> _課題のねらい_
下のリストから、「every」という語をふくむ行をすべて見つけて、一行ずつ書き写してください。大文字と小文字は区別します。

> _与えられたリスト_
......
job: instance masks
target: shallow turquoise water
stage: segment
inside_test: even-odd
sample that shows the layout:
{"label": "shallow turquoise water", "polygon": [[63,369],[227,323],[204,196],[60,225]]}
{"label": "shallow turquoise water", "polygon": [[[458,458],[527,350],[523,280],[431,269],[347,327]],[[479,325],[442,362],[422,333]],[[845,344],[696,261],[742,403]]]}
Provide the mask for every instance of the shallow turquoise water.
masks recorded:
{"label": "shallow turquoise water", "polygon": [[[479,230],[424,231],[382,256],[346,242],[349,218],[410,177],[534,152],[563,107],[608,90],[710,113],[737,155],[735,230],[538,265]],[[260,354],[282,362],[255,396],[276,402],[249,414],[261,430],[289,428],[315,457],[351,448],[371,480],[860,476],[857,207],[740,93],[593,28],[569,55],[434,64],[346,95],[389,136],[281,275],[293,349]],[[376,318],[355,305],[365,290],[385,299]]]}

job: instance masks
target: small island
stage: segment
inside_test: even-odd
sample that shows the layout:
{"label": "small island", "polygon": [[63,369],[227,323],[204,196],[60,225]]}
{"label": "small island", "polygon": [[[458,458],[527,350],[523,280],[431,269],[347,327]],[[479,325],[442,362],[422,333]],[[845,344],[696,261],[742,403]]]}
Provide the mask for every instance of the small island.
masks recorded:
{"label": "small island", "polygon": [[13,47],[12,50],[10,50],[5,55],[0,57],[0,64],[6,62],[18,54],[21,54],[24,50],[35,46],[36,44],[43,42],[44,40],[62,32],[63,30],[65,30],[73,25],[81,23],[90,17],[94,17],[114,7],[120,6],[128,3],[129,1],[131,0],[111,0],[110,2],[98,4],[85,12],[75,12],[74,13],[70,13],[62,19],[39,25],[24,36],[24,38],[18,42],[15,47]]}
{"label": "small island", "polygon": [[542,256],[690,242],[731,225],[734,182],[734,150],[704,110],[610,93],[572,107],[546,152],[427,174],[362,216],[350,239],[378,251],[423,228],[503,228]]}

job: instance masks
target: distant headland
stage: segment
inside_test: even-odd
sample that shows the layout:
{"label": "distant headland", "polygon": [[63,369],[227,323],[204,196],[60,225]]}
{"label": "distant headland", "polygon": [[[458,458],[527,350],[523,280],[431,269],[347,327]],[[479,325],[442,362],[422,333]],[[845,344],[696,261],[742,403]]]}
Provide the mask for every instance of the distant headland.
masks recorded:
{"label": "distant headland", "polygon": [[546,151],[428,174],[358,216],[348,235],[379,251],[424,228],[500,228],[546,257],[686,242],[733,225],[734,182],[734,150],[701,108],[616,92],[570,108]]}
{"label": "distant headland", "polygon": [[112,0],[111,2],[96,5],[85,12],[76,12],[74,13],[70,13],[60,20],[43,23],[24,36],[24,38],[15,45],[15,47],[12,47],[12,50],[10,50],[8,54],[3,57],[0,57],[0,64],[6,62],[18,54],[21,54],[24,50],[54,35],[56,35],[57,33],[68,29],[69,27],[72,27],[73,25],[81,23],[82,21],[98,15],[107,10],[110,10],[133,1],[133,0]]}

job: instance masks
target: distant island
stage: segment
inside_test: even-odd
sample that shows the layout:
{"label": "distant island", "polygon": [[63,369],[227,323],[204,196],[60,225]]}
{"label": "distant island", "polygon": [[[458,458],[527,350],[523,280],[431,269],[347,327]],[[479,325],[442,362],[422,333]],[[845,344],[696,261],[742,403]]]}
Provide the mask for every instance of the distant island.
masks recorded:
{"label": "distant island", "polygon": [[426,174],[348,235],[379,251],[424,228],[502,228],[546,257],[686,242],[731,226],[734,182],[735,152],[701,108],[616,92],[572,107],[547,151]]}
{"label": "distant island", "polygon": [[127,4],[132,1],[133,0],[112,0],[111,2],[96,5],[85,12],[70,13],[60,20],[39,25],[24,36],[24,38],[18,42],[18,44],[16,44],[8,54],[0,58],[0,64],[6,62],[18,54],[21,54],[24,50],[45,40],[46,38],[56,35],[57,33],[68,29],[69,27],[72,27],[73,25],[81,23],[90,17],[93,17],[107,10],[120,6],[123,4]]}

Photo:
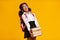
......
> _課題の結果_
Provide the mask for every instance of the shallow turquoise water.
Provide the mask for every instance of the small island.
Provide the mask for every instance of the distant headland.
Provide the mask for every instance of the distant island.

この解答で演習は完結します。